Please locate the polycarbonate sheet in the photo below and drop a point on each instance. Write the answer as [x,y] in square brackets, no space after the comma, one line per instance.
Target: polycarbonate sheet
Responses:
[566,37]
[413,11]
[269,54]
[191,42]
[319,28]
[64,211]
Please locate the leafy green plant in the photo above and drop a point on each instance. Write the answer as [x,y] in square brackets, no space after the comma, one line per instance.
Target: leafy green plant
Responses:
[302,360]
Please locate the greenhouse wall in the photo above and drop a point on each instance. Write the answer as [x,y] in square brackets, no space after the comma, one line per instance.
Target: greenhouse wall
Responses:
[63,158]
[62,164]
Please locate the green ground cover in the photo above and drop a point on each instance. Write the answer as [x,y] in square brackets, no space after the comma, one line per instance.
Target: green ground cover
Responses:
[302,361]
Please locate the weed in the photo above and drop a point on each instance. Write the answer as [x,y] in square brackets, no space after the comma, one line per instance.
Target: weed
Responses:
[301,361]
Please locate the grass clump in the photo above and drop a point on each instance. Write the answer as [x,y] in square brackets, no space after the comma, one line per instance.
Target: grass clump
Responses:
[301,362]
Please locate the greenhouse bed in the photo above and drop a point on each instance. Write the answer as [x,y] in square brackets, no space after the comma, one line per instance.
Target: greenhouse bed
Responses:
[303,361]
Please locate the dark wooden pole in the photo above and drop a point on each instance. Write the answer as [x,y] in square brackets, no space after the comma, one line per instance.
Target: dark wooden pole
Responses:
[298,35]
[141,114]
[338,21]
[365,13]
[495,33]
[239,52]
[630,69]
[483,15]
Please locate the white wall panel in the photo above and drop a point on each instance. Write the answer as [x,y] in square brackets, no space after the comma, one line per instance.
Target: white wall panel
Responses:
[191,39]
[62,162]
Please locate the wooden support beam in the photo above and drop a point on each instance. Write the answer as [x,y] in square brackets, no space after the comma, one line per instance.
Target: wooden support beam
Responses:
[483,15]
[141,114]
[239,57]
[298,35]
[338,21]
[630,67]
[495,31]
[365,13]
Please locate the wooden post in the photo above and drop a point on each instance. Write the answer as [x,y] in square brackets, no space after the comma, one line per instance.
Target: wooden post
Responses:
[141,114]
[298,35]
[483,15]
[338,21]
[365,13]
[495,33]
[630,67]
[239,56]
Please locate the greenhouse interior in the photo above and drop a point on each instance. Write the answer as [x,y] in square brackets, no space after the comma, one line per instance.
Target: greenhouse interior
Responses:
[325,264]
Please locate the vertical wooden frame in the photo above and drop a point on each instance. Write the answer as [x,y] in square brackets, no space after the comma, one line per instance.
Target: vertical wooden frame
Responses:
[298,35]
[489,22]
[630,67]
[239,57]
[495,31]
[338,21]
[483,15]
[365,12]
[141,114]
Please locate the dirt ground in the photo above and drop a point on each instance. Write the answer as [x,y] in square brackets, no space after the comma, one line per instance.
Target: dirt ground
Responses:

===

§ **THE PROBLEM**: Find each line above that contains "post", and copy those lines.

§ **COMPLETED EXERCISE**:
Please locate the wooden post in the photo above and drop a point on each instance. Write the answer as [x,y] in square brackets, no space after the comma, one line per instance.
Target: wooden post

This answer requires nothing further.